EXERCISE INSTRUCTIONS => Below are the records; retype them exactly and omit each picture.

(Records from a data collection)

:::::

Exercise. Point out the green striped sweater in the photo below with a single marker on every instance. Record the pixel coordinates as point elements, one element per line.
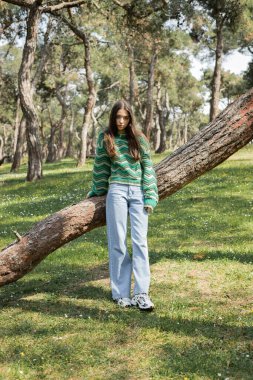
<point>124,169</point>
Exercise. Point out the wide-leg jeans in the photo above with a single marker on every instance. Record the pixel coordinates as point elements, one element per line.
<point>123,200</point>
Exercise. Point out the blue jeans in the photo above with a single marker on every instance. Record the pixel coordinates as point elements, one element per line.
<point>122,200</point>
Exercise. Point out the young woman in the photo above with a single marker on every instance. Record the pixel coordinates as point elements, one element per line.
<point>123,170</point>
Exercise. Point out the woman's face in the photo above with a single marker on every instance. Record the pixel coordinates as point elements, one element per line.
<point>122,119</point>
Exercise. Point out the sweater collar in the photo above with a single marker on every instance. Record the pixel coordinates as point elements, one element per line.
<point>121,134</point>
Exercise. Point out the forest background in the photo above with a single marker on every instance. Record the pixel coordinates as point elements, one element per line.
<point>63,64</point>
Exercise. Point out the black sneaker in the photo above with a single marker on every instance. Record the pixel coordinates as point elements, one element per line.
<point>143,302</point>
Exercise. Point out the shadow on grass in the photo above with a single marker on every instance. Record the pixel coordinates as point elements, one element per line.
<point>192,256</point>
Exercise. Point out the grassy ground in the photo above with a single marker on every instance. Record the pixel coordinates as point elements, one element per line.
<point>58,322</point>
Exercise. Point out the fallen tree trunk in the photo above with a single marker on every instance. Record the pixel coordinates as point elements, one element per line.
<point>212,145</point>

:::::

REPLY =>
Exercise. Point out the green striped sweater in the photo below with a single marker on every instance. Record the pixel coordinates as point elements, one element per line.
<point>124,169</point>
Exercise. Point out the wide-leg jeans in the photo above with a single marker on every instance. Record the pixel coordinates as point elements, one element per line.
<point>123,200</point>
Exercise. Point out the blue jeans in the photo above with a single marker on every instance. Record the pixel coordinates as point elements, one element per line.
<point>122,200</point>
Exercise. Point out the young woman in the photo above with a single marker on every instance. Record the pixel coordinates as point elements, one element per line.
<point>123,170</point>
Exercise. Point out the woman's face in the photo above with a single marker on every instance. Record the pixel coordinates as point elements, one element per line.
<point>122,119</point>
Exercise. Point out the sweater collar in the photo above with a single marker on every instance. Record the pixel coordinates as point elements, one element per line.
<point>121,134</point>
Exercise. Point out the forest background in the photo above with a single marker on every instance. Record the pixel coordinates as point elements, one element per line.
<point>63,64</point>
Exercise. Point out the black sneaker in the photo above with a single marker on every instance. Record the pixel coordinates as point elements, one element per line.
<point>143,302</point>
Exercise. Point out the shadow on grass in the photo above with a single marker on every instance. Record the pixel coordinates as point elements, one element per line.
<point>192,256</point>
Exercise. Point out the grassy ground in the photo above with a single marker on every instance. Record the pixel coordinates as point elements, one element per line.
<point>58,322</point>
Exercise. Point out the fallen tree trunk in the photo above with a single marker on every instance. Record the pixel coordinates as point elements, one element per line.
<point>212,145</point>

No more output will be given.